═════ Information shown ═════

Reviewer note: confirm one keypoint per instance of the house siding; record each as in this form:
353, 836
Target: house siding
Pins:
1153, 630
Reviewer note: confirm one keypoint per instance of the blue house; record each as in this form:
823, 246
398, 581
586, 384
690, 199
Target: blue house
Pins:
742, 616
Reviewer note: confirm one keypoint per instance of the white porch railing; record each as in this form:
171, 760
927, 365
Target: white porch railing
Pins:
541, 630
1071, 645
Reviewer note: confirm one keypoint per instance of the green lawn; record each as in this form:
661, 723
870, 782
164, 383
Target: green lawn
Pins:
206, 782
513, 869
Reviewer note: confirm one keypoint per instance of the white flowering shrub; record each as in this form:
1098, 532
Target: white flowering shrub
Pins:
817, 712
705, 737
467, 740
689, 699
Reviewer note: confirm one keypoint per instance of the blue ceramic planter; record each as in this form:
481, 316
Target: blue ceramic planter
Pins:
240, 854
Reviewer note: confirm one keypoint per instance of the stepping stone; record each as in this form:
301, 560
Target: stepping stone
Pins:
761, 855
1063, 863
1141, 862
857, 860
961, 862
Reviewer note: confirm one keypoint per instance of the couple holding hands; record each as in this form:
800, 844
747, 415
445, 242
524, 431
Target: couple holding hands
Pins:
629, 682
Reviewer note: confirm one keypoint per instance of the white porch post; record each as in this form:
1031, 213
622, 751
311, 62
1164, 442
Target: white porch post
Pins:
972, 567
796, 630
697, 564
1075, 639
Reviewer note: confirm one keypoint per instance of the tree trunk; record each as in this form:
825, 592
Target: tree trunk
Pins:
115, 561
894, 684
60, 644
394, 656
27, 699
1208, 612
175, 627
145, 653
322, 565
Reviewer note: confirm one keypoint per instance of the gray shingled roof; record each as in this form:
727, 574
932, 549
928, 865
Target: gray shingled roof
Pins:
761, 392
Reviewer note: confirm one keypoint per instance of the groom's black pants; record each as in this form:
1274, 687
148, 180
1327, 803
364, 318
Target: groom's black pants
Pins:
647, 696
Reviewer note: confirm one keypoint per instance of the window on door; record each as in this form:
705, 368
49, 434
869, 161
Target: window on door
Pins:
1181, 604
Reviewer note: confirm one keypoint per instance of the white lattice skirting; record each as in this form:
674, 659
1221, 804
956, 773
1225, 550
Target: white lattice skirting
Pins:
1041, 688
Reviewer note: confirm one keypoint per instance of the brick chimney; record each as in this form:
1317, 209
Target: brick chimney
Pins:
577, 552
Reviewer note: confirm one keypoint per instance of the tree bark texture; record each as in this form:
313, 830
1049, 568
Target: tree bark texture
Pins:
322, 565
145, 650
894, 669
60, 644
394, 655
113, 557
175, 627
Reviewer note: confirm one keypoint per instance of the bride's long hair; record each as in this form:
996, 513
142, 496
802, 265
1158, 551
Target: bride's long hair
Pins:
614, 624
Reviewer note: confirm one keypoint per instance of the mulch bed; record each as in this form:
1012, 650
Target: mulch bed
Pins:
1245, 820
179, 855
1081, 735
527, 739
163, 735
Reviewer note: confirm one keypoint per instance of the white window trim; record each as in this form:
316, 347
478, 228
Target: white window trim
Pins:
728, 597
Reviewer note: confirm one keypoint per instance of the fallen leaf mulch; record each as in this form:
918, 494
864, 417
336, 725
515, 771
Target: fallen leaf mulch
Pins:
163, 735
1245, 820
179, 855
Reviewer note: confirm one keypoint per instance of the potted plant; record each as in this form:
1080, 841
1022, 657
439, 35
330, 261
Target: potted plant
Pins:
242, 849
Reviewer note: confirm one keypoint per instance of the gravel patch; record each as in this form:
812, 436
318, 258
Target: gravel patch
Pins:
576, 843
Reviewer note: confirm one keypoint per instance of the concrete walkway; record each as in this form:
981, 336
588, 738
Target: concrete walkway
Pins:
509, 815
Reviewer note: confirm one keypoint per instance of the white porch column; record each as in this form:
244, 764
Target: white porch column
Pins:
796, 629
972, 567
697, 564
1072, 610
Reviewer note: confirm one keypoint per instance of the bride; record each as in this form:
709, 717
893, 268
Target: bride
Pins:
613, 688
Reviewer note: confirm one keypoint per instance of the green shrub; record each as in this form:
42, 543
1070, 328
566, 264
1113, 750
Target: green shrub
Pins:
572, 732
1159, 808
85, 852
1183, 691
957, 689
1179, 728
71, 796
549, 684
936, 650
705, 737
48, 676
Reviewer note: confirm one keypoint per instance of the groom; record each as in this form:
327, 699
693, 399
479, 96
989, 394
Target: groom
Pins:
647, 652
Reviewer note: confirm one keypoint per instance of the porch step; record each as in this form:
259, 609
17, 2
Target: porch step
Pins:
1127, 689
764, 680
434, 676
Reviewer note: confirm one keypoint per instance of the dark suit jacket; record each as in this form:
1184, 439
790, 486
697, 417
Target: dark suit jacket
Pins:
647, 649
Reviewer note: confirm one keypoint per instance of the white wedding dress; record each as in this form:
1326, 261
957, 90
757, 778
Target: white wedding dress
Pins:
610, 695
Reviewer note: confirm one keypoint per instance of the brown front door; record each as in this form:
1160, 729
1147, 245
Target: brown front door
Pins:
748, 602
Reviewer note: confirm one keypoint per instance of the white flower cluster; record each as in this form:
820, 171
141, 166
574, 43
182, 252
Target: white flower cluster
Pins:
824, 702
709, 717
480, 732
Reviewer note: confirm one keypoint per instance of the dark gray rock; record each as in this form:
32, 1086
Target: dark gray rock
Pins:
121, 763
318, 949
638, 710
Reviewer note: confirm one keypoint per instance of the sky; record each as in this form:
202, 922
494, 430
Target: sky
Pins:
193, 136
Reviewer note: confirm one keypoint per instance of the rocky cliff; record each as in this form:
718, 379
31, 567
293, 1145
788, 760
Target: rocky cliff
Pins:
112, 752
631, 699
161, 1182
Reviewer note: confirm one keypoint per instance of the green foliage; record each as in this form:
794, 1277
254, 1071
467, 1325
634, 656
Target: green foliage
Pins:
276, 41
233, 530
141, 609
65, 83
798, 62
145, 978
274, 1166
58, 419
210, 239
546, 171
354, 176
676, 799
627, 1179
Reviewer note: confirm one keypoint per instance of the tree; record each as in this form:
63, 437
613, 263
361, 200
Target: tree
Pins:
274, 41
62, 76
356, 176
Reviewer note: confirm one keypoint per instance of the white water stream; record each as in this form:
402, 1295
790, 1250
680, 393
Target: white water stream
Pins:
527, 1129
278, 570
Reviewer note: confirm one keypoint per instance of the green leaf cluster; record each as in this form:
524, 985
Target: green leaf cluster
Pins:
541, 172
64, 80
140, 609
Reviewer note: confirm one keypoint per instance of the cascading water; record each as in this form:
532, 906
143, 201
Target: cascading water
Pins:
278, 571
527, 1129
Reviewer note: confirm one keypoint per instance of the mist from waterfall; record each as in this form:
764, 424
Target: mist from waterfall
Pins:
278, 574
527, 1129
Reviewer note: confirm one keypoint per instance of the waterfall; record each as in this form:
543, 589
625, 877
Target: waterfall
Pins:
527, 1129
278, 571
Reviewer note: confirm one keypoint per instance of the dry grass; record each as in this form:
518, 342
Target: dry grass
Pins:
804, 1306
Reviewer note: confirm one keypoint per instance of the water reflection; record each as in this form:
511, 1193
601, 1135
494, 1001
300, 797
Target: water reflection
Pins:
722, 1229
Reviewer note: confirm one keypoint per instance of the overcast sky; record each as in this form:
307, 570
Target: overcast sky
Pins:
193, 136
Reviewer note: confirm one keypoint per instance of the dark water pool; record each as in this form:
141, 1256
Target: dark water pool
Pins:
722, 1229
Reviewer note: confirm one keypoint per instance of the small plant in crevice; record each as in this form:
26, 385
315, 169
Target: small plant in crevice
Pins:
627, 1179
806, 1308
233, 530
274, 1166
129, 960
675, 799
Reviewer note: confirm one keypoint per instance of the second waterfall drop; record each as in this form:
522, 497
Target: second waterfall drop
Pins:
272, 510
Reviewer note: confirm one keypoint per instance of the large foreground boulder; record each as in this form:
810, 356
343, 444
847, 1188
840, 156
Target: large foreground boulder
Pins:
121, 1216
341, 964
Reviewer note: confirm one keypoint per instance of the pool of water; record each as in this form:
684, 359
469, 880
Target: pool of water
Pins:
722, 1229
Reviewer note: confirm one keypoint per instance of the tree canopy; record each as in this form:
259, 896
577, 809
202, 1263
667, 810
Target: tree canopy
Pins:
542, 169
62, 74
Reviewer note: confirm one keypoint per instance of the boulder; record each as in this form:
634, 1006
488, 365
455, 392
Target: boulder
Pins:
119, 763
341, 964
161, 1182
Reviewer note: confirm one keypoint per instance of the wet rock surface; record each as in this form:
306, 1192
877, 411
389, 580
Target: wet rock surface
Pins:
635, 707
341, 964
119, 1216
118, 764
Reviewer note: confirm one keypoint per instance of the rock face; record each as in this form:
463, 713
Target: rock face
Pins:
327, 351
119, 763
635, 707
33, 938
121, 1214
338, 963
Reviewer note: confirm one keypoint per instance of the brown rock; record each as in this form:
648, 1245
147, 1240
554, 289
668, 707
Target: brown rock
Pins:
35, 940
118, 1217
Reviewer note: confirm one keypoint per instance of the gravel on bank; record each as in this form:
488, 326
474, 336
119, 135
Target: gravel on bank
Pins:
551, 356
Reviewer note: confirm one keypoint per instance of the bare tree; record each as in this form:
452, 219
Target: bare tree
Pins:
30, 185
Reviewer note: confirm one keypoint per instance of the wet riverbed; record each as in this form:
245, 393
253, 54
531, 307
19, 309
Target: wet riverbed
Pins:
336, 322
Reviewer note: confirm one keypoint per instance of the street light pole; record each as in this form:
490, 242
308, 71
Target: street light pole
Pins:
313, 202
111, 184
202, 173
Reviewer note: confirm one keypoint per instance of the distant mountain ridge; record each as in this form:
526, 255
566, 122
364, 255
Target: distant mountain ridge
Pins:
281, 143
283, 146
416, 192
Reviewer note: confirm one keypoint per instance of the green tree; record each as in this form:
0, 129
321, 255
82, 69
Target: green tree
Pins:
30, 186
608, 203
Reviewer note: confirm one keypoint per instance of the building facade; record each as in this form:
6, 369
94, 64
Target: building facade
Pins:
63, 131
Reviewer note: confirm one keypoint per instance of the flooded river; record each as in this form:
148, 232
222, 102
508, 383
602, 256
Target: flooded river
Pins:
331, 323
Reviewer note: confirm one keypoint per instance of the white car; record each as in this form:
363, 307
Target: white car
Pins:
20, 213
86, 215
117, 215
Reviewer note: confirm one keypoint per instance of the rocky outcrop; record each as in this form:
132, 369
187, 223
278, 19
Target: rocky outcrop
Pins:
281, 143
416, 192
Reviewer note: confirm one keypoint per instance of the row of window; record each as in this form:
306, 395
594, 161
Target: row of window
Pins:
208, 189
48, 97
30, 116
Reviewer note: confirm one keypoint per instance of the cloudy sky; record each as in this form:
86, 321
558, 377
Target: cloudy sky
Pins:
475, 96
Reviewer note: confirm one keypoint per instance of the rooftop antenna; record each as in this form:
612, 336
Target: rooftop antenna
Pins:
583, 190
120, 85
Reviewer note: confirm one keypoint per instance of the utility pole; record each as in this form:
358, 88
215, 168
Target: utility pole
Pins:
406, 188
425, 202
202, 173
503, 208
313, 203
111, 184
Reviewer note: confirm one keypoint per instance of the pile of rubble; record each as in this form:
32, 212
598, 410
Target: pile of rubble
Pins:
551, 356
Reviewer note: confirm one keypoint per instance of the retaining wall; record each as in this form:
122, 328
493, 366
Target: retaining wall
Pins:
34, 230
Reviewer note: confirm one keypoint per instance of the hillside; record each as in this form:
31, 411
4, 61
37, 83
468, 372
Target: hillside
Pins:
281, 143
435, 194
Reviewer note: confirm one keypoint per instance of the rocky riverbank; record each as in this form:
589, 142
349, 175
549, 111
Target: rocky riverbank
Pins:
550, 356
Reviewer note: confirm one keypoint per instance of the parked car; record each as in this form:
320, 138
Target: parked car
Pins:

═════

> _Task directions_
Rewrite the items from the line containing "Reviewer note: confirm one keypoint per instance of the row" through the last one, switching "utility pole" to "power pole" and keeping everything else the same. Return only those lines.

> _Written response_
Reviewer note: confirm one keypoint per instance of the row of window; record each as in this form:
306, 395
594, 161
Target: row of window
Pins:
208, 189
48, 97
30, 116
Reviewer note: confirm one keypoint per instance of the cloudy sky; record each as in this form:
86, 321
558, 377
Target: cloudy sky
Pins:
475, 96
Reviewer note: confirm one keypoint per instance of the rooftop antenna; record each as in this form:
612, 336
Target: rooftop antenna
Pins:
583, 190
120, 85
Reviewer note: confirm one keypoint per instance of the power pole; record each as in this form:
358, 88
215, 168
Target: power pole
Pins:
406, 188
425, 202
202, 173
503, 208
313, 203
111, 184
Reviewer note: confirm one keypoint per instance of the pile of rubble; record each as in this form:
32, 212
598, 410
Target: pile of rubble
Pins:
551, 356
Reviewer note: confirm one keypoint per instance of the retaining wall; record each as in this form:
122, 328
493, 366
Target: retaining wall
Pins:
34, 230
Reviewer note: confirm one keypoint per instance of the hillside; record each as in this form:
31, 411
4, 61
37, 83
468, 372
Target: hillside
Pins:
281, 143
435, 194
Reviewer note: confirm one keypoint per instance of the rocky riverbank; record each as in this form:
589, 142
349, 175
549, 111
Target: rocky riverbank
Pins:
550, 356
Reviewer note: confirm one keypoint per instance of the parked car; record each as in this form:
320, 138
Target: parked car
Pins:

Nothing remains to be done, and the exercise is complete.